> Your task
Turn the rows below into a numbered list, starting with the line that contains "the black trousers" and going on through the line that contains "(1127, 383)". Leave out blank lines and anything outside that span.

> Records provided

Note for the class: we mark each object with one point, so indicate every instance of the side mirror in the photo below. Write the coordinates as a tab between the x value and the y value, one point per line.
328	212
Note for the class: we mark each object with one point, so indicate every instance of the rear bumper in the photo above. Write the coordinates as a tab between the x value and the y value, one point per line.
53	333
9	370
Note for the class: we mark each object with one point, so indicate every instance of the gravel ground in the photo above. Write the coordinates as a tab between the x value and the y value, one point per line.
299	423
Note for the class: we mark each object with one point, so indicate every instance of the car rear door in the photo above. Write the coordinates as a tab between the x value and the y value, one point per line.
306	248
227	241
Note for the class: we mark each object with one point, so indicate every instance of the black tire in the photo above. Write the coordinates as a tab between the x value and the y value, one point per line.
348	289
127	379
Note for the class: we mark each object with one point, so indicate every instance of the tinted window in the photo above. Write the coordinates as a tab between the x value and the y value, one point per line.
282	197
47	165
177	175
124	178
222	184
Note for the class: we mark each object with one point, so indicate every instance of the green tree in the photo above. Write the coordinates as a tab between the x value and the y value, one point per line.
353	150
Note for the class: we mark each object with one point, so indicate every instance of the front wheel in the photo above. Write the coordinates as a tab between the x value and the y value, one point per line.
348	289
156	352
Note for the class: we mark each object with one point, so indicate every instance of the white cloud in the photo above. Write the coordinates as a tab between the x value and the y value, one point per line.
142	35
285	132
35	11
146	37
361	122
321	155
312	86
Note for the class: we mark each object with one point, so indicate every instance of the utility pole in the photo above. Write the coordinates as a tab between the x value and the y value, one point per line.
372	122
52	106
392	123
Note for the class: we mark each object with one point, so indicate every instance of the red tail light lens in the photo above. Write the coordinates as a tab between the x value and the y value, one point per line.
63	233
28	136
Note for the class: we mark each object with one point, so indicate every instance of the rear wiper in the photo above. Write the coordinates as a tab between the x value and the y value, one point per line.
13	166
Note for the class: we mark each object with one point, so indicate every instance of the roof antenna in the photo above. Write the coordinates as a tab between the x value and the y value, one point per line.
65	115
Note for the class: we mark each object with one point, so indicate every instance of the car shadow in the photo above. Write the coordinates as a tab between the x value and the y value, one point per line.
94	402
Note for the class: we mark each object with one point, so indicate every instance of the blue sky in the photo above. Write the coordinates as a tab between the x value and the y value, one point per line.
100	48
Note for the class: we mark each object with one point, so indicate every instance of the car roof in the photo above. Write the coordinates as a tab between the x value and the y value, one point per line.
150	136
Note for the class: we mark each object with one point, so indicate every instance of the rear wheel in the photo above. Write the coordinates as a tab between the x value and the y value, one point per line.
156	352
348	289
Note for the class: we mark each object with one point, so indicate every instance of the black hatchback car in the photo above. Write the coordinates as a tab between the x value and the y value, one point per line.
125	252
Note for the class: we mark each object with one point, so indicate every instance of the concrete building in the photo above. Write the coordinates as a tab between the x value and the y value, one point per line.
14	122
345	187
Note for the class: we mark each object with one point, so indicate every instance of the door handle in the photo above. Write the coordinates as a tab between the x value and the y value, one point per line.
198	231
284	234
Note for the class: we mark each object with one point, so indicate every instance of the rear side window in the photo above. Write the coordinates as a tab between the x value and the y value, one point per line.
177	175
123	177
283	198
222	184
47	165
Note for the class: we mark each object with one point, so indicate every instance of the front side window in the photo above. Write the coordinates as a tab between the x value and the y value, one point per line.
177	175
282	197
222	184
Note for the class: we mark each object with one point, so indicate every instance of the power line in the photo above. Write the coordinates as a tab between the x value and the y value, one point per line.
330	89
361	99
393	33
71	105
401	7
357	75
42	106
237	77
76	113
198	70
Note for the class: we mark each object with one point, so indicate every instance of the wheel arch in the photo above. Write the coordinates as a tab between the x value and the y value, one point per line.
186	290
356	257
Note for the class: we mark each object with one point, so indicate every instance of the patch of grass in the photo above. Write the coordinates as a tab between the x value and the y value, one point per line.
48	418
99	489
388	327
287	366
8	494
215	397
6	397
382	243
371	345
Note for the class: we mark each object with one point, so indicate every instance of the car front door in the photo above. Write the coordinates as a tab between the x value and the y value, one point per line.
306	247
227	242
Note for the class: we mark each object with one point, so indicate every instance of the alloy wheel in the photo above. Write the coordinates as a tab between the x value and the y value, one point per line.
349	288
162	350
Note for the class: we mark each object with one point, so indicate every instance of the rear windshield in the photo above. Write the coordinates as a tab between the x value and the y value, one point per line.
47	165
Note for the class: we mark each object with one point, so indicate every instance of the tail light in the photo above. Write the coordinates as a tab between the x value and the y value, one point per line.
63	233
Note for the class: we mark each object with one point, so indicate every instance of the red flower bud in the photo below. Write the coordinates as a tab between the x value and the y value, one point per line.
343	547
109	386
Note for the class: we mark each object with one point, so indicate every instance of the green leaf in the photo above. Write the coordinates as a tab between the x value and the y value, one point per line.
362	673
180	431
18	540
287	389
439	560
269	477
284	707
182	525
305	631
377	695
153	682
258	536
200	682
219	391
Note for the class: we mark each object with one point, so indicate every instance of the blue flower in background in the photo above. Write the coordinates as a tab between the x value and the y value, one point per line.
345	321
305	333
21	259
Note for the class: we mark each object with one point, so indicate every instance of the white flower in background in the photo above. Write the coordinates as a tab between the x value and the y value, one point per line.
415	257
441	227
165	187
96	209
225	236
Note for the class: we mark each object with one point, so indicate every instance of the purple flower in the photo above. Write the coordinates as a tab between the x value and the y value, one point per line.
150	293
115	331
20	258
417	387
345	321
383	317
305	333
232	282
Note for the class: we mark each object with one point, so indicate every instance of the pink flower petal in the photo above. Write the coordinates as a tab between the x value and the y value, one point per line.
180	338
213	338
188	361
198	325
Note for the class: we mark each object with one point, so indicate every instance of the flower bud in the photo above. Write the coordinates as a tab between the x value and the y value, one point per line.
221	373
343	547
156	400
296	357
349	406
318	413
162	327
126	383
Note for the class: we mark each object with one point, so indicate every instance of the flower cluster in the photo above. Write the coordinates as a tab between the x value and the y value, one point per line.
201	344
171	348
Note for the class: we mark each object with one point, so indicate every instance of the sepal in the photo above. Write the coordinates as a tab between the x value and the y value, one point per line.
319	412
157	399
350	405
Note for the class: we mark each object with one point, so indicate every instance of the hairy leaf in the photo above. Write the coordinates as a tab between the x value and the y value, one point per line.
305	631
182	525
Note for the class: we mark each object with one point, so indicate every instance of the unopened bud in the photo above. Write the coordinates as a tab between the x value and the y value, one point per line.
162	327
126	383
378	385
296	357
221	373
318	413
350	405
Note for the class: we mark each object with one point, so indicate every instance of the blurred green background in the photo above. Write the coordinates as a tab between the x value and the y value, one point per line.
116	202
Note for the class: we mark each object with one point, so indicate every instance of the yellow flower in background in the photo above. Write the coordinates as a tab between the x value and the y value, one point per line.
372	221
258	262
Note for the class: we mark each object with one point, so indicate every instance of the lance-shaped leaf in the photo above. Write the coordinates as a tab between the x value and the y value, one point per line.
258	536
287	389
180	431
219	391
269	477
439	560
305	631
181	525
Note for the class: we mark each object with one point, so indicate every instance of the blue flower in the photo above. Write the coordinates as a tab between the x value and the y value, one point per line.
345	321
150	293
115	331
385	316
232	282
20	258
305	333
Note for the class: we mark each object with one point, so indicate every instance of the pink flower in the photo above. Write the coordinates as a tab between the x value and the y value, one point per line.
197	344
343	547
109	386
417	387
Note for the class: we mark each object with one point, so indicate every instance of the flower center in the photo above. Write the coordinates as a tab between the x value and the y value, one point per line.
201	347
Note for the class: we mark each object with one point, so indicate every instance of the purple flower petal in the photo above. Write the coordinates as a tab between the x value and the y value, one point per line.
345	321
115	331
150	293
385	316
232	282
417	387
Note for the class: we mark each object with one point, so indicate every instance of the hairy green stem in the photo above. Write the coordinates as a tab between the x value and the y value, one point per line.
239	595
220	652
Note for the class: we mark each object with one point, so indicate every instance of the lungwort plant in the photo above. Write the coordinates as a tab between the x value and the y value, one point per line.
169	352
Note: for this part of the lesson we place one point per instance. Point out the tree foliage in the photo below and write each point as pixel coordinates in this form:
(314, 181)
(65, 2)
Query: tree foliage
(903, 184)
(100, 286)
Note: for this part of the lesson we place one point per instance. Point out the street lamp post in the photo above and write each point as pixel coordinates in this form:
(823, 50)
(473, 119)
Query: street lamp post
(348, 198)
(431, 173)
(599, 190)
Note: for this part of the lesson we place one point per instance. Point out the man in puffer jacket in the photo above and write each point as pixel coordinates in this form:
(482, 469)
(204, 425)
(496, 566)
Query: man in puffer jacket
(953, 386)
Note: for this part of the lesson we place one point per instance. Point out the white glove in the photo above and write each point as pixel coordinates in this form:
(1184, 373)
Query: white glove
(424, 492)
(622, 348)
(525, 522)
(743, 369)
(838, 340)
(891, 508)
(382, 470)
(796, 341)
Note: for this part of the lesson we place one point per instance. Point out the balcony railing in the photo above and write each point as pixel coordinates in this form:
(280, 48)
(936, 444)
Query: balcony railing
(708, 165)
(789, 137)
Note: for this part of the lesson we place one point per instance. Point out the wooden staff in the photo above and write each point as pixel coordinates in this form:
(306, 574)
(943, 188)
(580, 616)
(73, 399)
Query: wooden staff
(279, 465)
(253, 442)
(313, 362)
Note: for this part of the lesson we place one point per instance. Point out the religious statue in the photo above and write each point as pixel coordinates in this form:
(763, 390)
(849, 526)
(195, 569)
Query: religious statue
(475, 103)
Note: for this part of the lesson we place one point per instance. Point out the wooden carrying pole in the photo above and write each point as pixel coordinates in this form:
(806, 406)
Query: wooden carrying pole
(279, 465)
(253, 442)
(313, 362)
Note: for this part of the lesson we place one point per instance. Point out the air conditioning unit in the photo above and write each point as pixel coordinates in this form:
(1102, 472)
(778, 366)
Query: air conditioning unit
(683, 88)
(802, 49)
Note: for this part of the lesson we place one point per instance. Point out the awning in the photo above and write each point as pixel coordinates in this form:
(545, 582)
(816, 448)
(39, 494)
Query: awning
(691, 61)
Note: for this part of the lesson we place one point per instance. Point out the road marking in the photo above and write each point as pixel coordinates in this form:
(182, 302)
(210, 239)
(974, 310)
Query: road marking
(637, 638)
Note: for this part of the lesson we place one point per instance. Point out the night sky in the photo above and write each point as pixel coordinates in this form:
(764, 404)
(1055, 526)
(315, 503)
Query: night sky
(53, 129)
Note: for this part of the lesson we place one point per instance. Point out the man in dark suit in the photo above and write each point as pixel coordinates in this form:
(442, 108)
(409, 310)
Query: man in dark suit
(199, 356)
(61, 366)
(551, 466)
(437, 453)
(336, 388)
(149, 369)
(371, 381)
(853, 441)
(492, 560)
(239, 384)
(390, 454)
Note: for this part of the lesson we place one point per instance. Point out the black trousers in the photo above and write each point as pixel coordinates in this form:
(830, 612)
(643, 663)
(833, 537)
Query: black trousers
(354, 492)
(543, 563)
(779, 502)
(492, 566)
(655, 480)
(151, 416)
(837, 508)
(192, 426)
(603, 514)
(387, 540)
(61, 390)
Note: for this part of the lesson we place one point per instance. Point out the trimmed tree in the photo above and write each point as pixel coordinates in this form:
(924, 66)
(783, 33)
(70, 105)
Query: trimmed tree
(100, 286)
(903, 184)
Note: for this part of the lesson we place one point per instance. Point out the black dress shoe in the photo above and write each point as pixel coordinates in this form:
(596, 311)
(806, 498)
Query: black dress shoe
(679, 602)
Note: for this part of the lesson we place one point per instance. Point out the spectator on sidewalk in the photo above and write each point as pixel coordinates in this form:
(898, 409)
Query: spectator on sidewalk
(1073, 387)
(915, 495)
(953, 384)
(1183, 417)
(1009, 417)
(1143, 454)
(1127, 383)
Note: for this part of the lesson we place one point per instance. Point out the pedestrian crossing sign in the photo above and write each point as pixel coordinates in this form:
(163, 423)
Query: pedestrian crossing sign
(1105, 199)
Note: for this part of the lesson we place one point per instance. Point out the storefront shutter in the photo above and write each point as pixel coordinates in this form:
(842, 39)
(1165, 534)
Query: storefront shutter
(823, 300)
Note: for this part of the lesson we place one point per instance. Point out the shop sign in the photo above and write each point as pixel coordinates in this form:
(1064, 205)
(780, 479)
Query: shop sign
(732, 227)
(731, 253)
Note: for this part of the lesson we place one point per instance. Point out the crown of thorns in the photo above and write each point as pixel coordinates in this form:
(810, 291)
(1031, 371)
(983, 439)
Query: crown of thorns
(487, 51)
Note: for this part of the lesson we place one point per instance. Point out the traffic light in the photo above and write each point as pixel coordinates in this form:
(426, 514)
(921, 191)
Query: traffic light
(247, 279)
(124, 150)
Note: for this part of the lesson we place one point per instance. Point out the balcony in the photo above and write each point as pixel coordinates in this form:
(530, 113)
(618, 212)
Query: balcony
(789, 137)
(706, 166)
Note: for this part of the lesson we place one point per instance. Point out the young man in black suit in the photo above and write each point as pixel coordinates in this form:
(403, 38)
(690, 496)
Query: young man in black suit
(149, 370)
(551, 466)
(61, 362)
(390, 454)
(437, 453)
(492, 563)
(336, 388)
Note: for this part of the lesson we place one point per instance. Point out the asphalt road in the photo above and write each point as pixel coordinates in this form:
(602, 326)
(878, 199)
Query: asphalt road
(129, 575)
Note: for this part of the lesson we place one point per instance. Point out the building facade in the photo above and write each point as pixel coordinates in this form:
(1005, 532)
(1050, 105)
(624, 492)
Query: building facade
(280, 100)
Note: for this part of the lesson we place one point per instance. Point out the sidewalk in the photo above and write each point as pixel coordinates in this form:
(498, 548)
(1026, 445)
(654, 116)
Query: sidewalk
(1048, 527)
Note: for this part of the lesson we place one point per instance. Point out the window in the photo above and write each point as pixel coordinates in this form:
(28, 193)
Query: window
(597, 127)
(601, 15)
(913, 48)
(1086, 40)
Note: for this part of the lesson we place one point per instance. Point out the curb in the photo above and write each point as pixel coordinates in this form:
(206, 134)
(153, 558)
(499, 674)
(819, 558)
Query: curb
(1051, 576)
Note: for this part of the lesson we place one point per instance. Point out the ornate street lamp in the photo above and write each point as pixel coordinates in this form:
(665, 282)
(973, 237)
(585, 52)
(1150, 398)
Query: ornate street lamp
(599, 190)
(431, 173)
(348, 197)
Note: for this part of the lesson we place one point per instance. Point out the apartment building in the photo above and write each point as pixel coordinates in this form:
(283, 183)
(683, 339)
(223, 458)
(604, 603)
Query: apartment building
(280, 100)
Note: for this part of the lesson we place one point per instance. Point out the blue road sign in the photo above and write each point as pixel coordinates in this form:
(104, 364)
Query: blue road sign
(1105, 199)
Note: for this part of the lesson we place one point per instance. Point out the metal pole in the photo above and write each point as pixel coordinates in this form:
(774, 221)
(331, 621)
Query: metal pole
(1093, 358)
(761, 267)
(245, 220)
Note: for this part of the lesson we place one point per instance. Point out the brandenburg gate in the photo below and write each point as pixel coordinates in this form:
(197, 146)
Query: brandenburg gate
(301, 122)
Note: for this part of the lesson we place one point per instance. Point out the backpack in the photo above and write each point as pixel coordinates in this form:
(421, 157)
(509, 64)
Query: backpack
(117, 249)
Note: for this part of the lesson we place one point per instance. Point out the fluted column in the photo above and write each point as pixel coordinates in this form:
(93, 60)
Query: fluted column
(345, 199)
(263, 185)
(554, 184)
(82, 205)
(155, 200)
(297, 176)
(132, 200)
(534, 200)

> Solution
1. Note: for this part of the lesson we place one point per instance. Point out the black trousers in the photo above and write each point as pixel coordinates in this form:
2. (830, 612)
3. (643, 663)
4. (833, 537)
5. Query: black trousers
6. (354, 492)
7. (543, 563)
8. (779, 502)
9. (492, 566)
10. (655, 480)
11. (151, 416)
12. (837, 508)
13. (192, 426)
14. (603, 514)
15. (387, 540)
16. (61, 390)
17. Note: for this part of the lesson we place one point per instance. Point out the trimmed tree in the photo above and write each point as pixel coordinates in this form:
18. (924, 66)
19. (783, 33)
20. (70, 105)
21. Query: trimmed tree
22. (100, 286)
23. (903, 184)
24. Note: for this part of the lesson we place one point per instance. Point out the black dress shoe in the photo above and write each point as pixel coordinates in this form:
25. (596, 311)
26. (806, 498)
27. Query: black dress shoe
28. (679, 602)
29. Note: for this part of the lesson we place one point per instance. Point out the spectator on sidewalk in the photo above and write each point as pixel coordinates in this form:
30. (898, 409)
31. Query: spectator on sidewalk
32. (1073, 387)
33. (915, 495)
34. (953, 384)
35. (1183, 417)
36. (1009, 417)
37. (1143, 454)
38. (1127, 383)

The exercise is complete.